* _Document extract_
»»
Weighting sequence data

It is known that over-representation of some homologous sequences in the sample may cause biases in statistical estimates. To avoid such biases, different schemes of sequence weighting were proposed. These approaches reduce the weights of over-represented sequences and imply that "true" distribution of sequences in the sequence space is expected to be homogeneous. The software package CRASP enables to apply different schemes of data weighting. The option is controlled by Weighting type parameter.

Weighting type

Four types of weighting are allowed:

OFF (default)	All the sequence weights are equal to 1
Felsenstein	The method is suggested by Felsenstein (1985) and its calculation is based on evolutionary tree data. If you these data are avaliable, this weighting scheme is recommended
Vingron & Argos	The method suggested by Vingron and Argos (1985)
««
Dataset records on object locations
»»
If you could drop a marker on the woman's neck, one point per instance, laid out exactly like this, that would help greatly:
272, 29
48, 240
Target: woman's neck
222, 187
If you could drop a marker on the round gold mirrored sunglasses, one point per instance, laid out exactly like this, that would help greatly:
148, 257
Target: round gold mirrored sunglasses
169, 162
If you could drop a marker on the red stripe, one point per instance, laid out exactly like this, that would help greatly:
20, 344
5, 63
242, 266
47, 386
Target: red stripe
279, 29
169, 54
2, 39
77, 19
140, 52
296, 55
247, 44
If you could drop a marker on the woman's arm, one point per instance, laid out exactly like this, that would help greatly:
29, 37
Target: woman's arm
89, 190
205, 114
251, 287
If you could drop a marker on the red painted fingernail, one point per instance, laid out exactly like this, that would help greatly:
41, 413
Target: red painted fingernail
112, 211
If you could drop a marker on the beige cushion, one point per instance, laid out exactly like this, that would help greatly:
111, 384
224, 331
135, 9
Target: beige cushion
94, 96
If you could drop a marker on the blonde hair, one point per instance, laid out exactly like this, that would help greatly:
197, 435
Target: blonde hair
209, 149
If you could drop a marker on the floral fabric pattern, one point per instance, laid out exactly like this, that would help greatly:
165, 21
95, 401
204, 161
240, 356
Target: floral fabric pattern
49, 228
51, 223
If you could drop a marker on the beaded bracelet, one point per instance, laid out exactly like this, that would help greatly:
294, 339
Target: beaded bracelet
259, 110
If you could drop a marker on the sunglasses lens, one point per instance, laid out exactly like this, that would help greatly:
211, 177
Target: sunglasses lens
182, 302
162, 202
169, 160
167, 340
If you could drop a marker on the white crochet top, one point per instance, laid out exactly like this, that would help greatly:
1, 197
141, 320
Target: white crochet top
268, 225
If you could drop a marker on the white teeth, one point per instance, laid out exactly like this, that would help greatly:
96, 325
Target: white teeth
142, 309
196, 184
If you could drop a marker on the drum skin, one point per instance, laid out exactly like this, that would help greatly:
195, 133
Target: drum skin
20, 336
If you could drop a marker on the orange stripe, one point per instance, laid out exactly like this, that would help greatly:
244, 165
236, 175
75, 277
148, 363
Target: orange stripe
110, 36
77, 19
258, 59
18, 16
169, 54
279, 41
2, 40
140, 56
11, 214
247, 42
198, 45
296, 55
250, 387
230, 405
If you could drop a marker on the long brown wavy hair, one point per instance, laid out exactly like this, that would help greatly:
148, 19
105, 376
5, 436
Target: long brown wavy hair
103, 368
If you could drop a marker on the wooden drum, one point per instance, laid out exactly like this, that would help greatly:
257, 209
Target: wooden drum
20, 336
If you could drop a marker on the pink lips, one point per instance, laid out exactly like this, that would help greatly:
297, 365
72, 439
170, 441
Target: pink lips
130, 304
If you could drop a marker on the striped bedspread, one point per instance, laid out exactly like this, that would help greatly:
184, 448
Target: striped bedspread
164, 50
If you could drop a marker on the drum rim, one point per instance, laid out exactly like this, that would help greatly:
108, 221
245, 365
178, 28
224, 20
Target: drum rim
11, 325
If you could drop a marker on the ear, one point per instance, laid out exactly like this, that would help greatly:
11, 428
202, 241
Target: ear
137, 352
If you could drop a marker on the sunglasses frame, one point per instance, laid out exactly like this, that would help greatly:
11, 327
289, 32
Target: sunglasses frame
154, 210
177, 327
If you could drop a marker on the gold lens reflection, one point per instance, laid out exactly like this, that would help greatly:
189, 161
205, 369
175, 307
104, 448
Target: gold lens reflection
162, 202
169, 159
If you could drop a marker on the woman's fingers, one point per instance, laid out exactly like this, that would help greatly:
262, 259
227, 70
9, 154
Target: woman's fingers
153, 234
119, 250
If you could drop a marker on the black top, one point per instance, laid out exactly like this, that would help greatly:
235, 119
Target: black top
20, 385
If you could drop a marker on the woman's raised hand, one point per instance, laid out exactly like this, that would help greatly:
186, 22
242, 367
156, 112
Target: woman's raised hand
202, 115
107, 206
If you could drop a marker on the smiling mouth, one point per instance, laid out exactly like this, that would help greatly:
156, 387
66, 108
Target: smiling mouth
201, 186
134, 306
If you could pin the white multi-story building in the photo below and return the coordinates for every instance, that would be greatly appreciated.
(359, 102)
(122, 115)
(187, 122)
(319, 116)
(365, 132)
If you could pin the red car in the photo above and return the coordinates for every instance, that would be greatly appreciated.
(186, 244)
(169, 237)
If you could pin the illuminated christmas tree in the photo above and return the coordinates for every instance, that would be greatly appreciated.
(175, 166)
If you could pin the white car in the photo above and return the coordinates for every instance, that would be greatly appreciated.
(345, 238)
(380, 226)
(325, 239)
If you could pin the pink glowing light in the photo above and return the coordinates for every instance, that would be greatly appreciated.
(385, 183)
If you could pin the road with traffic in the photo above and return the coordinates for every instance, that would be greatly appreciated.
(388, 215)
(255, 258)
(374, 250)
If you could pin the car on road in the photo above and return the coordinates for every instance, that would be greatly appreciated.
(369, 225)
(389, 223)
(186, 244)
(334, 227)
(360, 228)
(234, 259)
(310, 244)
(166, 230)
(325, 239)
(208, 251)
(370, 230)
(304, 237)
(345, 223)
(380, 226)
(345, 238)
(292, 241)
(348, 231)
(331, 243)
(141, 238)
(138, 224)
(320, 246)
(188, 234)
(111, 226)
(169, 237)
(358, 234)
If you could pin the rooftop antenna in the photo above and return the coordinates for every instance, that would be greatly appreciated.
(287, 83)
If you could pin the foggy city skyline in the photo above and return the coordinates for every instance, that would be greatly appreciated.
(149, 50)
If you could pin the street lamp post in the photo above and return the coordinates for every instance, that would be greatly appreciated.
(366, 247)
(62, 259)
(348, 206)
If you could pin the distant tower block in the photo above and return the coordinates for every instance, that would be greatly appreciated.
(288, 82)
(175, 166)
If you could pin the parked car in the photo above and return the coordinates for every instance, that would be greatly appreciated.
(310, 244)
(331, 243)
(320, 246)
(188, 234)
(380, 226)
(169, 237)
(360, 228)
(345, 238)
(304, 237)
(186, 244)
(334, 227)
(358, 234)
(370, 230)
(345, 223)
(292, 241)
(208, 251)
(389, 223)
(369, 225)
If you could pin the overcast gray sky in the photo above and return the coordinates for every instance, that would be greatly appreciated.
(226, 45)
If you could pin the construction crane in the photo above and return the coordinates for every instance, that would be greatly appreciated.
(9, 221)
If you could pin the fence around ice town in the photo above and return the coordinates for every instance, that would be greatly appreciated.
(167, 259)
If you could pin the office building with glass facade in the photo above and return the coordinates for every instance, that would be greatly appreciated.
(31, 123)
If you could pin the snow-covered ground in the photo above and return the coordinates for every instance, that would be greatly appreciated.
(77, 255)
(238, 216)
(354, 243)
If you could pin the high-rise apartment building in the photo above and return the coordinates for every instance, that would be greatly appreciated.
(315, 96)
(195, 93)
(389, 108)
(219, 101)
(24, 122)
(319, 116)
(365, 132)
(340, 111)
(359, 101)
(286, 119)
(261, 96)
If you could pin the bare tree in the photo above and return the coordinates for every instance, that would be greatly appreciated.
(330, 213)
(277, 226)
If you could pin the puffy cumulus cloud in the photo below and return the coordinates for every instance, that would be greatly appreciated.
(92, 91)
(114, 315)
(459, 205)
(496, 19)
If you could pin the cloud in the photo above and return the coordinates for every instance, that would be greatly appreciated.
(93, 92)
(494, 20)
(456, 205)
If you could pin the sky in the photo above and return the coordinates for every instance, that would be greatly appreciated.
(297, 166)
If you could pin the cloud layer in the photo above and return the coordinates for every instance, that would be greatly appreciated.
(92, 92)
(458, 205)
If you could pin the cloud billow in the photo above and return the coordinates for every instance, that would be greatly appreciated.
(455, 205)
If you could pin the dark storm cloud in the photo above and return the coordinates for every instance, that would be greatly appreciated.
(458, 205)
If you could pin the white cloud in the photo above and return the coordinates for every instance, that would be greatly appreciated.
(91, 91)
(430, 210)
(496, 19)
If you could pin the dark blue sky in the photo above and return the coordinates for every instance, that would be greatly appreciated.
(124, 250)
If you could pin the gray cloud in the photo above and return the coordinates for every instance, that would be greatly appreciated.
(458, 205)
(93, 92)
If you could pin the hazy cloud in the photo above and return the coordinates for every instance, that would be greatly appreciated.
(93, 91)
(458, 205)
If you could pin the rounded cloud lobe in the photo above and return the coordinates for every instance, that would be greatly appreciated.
««
* _Challenges_
#1 For each statement below, say whether it agrees with the text on weighting sequence data. Answer yes or no, and quote the words of the text that decide it.
(a) In CRASP, the default weighting type gives every sequence a weight of 1.
(b) Weighting schemes increase the weights of over-represented sequences.
(c) The Felsenstein method's calculation is based on evolutionary tree data.
#2 Print the passage from the text on weighting sequence data, beginning at the words "Weighting sequence data" and stopping after the words "Weighting type parameter.".
These data have no connection to the text on weighting sequence data.

* _The answers_
#1
(a) Yes: "All the sequence weights are equal to 1"
(b) No: "These approaches reduce the weights of over-represented sequences"
(c) Yes: "its calculation is based on evolutionary tree data"

#2
Weighting sequence data

It is known that over-representation of some homologous sequences in the sample may cause biases in statistical estimates. To avoid such biases, different schemes of sequence weighting were proposed. These approaches reduce the weights of over-represented sequences and imply that "true" distribution of sequences in the sequence space is expected to be homogeneous. The software package CRASP enables to apply different schemes of data weighting. The option is controlled by Weighting type parameter.